> [What is being asked]: Carry the landlord-tenant case summaries forward, starting right after their final sentence.

> [Page text]:
By ALM Staff | Law Journal Newsletters |
May 01, 2003

Tenant Attacked; Building Owner Held Not Responsible

James v. Jamie Towers Housing Co., Inc.

NYLJ 4/4/03, p. 19, col. 1

Court of Appeals

(memorandum opinion)

In tenant's action against building owner for injuries suffered in an attack by an intruder, tenant appealed from the Appellate Division's reversal of Supreme Court's denial of owner's motion to dismiss. The Court of Appeals affirmed, holding that the owner had discharged its duty to take minimal security precautions.

James was accosted in the vestibule of a housing complex building, but could not get inside locked glass doors, for which he did not have a key. James' father brought this action on his behalf, alleging that the building owner had negligently failed to provide adequate security. Supreme Court denied owner's motion to dismiss, but a divided Appellate Division reversed, and tenant appealed.

In affirming, the Court of Appeals emphasized that the owner provided locking doors, an intercom service, and 24-hour security.

Building-wide Rehab Does Not Affect Rent Status

In re 12th Co LLC v. New York State Division of Housing and Community Renewal

NYLJ 3/31/04, p. 20, col. 2

AppDiv, First Dept

(memorandum opinion)

In landlord's article-78 proceeding to annul DHCR's determination that tenant was entitled to a rent-stabilized lease, landlord appealed from Supreme Court's dismissal of the proceeding. The Appellate Division affirmed, holding that building-wide rehabilitation did not affect tenant's right to a rent-stabilized lease if no improvements had been made to his apartment.

Section 5(a)(5) of the Emergency Tenant Protection Act (ETPA) exempts from rent stabilization “housing accommodations in buildings completed or buildings substantially rehabilitated as family units” after 1974. Landlord contends that it has substantially rehabilitated the building, although tenant was in full occupancy of his apartment during the rehabilitation, and his apartment was not substantially affected by the rehabilitation. DHCR interpreted the ETPA exemption to exclude occupied rent regulated units that have not been rehabilitated, even if the building has been substantially rehabilitated. Landlord challenged DHCR's determination, contending that the statute does not contain exceptions from the exemption. Supreme Court dismissed landlord's petition.

> [Point annotation records]:
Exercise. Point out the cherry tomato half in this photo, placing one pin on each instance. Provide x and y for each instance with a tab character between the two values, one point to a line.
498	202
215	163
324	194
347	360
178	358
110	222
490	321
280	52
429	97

> [Written answer]:
In affirming, the Appellate Division concluded that ETPA 5(a)(5) provides for the existence of an exemption, but does not define the exemption's scope. The court concluded that DHCR's determination was consistent with the legislature's objective, which was to encourage creation and rehabilitation of housing. Because the tenant has not benefited from any improvement to his apartment, because landlord may have other means to recover expenses from the tenant, and because no costs were attributable to tenant's apartment, the court concluded that landlord should not be entitled to exempt tenant's apartment from rent stabilization.

Roommate Law Does Not Affect Rent-Controlled Tenants

41 West 72 LLC v. Bondy

NYLJ 3/12/03, p. 20, col. 1

Civ Ct., N.Y. Cty

(McClanahan, J.)

In landlord's proceeding to recover possession of a rent-controlled apartment, tenant moved for summary judgment dismissing the proceeding. The court denied tenant's motion, holding that although a rent-controlled tenant may not be evicted for charging a roommate more than a proportional share of rent, a rent-controlled tenant may be evicted for charging rent in excess of the maximum rent permitted for the apartment.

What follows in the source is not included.